== To be done ==
Could you quote every one of the lines below word for word, leaving out the pictures?

------------------------------------------------------------------------

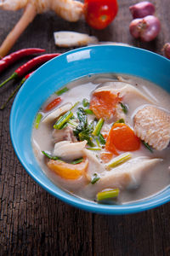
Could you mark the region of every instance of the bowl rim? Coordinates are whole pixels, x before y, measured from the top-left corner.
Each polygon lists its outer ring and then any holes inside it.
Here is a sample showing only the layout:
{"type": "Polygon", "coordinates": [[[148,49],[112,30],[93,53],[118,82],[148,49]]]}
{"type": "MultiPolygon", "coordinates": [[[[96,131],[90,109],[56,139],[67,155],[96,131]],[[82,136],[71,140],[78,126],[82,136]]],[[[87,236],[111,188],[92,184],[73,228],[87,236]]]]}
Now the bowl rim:
{"type": "MultiPolygon", "coordinates": [[[[75,53],[75,52],[79,52],[82,50],[85,50],[85,49],[94,49],[94,48],[108,48],[108,47],[113,47],[113,48],[133,48],[138,51],[142,51],[144,54],[150,54],[150,55],[156,55],[158,58],[161,58],[162,60],[167,61],[170,63],[170,61],[167,60],[167,58],[165,58],[164,56],[162,56],[156,53],[151,52],[150,50],[147,49],[140,49],[140,48],[137,48],[134,46],[123,46],[123,45],[110,45],[110,44],[105,44],[105,45],[92,45],[92,46],[87,46],[87,47],[82,47],[82,48],[78,48],[78,49],[75,49],[72,50],[69,50],[67,52],[65,52],[64,54],[60,55],[60,56],[58,56],[58,60],[60,61],[60,60],[62,61],[63,58],[65,58],[68,55],[70,55],[71,53],[75,53]]],[[[36,72],[34,72],[34,73],[32,74],[32,76],[36,76],[36,73],[37,71],[41,70],[41,68],[43,67],[48,67],[48,65],[49,62],[54,61],[54,60],[56,58],[54,58],[52,60],[50,60],[49,61],[46,62],[45,64],[42,65],[39,68],[37,68],[36,70],[36,72]]],[[[26,82],[26,84],[27,84],[29,82],[29,79],[26,82]]],[[[25,170],[27,172],[27,173],[41,186],[46,191],[48,191],[49,194],[51,194],[52,195],[57,197],[58,199],[65,201],[65,203],[68,203],[69,205],[71,205],[73,207],[76,207],[77,208],[88,211],[88,212],[95,212],[95,213],[102,213],[102,214],[112,214],[112,215],[120,215],[120,214],[128,214],[128,213],[136,213],[139,212],[143,212],[145,210],[150,210],[155,207],[157,207],[161,205],[163,205],[168,201],[170,201],[170,194],[167,195],[167,196],[156,199],[155,201],[144,201],[144,200],[141,201],[138,201],[137,202],[132,202],[130,204],[122,204],[122,205],[104,205],[104,204],[97,204],[94,203],[93,201],[88,201],[86,199],[82,199],[79,197],[75,196],[74,195],[70,195],[69,193],[65,192],[65,190],[60,189],[59,187],[57,189],[57,193],[56,190],[54,191],[54,189],[52,189],[48,185],[47,185],[45,183],[42,182],[41,179],[34,175],[34,172],[32,172],[32,170],[31,168],[28,168],[28,166],[26,166],[25,161],[23,160],[23,159],[21,158],[20,152],[17,148],[17,145],[16,145],[16,142],[15,142],[15,137],[14,137],[14,133],[13,131],[13,123],[14,120],[14,112],[15,112],[15,108],[17,108],[17,102],[20,99],[20,92],[24,90],[24,86],[22,86],[17,96],[14,98],[14,101],[13,102],[13,106],[11,108],[11,113],[10,113],[10,118],[9,118],[9,130],[10,130],[10,138],[12,141],[12,144],[14,149],[14,152],[18,157],[18,159],[20,160],[21,165],[23,166],[23,167],[25,168],[25,170]]],[[[48,177],[48,179],[49,179],[48,177]]],[[[169,187],[169,186],[168,186],[169,187]]],[[[158,194],[163,192],[164,190],[167,189],[168,187],[165,188],[165,189],[163,189],[162,191],[159,191],[158,194]]],[[[150,196],[150,198],[154,197],[156,194],[153,195],[153,196],[150,196]]]]}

------------------------------------------------------------------------

== Exercise output ==
Could you mark the region of every instance of the bowl rim? Coordinates are whole pixels, x before y, measured from the top-left corner.
Each polygon lists its outer ring and then any holes inside it.
Here is a sample showing only the layout:
{"type": "Polygon", "coordinates": [[[148,49],[112,30],[93,53],[118,82],[148,49]]]}
{"type": "MultiPolygon", "coordinates": [[[[96,131],[90,109],[56,139],[67,155],[96,131]],[[82,136],[71,140],[78,126],[82,136]]],[[[87,236],[111,188],[92,184],[73,228],[87,236]]]]}
Now the bowl rim:
{"type": "MultiPolygon", "coordinates": [[[[75,53],[75,52],[79,52],[82,50],[85,50],[85,49],[94,49],[94,48],[108,48],[108,47],[113,47],[113,48],[133,48],[138,51],[142,51],[144,54],[150,54],[150,55],[156,55],[158,58],[161,58],[162,60],[167,61],[170,63],[170,61],[167,60],[167,58],[165,58],[164,56],[162,56],[156,53],[151,52],[150,50],[147,49],[140,49],[140,48],[137,48],[134,46],[123,46],[123,45],[110,45],[110,44],[105,44],[105,45],[92,45],[92,46],[87,46],[87,47],[82,47],[82,48],[78,48],[78,49],[75,49],[72,50],[69,50],[67,52],[65,52],[64,54],[60,55],[60,56],[58,56],[58,60],[60,61],[60,60],[62,61],[63,58],[65,58],[68,55],[70,55],[71,53],[75,53]]],[[[36,72],[34,72],[34,73],[32,74],[32,76],[36,76],[36,73],[37,71],[41,70],[41,68],[43,67],[48,67],[48,65],[49,62],[54,61],[54,60],[56,58],[54,58],[52,60],[50,60],[49,61],[46,62],[45,64],[42,65],[39,68],[37,68],[36,70],[36,72]]],[[[26,82],[26,84],[27,84],[29,82],[29,79],[26,82]]],[[[25,170],[27,172],[27,173],[41,186],[46,191],[48,191],[49,194],[51,194],[52,195],[57,197],[58,199],[65,201],[65,203],[68,203],[69,205],[71,205],[73,207],[76,207],[77,208],[88,211],[88,212],[95,212],[95,213],[102,213],[102,214],[112,214],[112,215],[120,215],[120,214],[128,214],[128,213],[136,213],[139,212],[143,212],[145,210],[150,210],[155,207],[157,207],[161,205],[163,205],[168,201],[170,201],[170,194],[167,195],[167,196],[156,199],[155,201],[144,201],[144,200],[141,201],[138,201],[137,202],[132,202],[130,204],[122,204],[122,205],[104,205],[104,204],[97,204],[94,203],[93,201],[88,201],[86,199],[82,199],[79,197],[75,196],[74,195],[70,195],[69,193],[65,192],[65,190],[60,189],[59,187],[57,189],[57,193],[56,190],[54,191],[54,189],[52,189],[48,185],[47,185],[45,183],[42,182],[41,179],[34,175],[34,172],[32,172],[32,170],[31,168],[28,168],[28,166],[26,166],[25,161],[23,160],[23,159],[21,158],[20,152],[17,148],[17,145],[16,145],[16,142],[15,142],[15,137],[14,137],[14,133],[13,131],[13,123],[14,120],[14,112],[15,112],[15,108],[17,108],[17,102],[20,99],[20,92],[24,90],[24,86],[22,86],[17,96],[14,98],[14,101],[13,102],[13,106],[11,108],[11,113],[10,113],[10,118],[9,118],[9,130],[10,130],[10,138],[12,141],[12,144],[14,149],[14,152],[18,157],[18,159],[20,160],[21,165],[23,166],[23,167],[25,168],[25,170]]],[[[48,177],[48,179],[49,179],[48,177]]],[[[169,187],[169,186],[168,186],[169,187]]],[[[158,194],[163,192],[164,190],[167,189],[168,187],[165,188],[165,189],[163,189],[162,191],[159,191],[158,194]]],[[[150,196],[150,198],[154,197],[156,194],[153,195],[153,196],[150,196]]]]}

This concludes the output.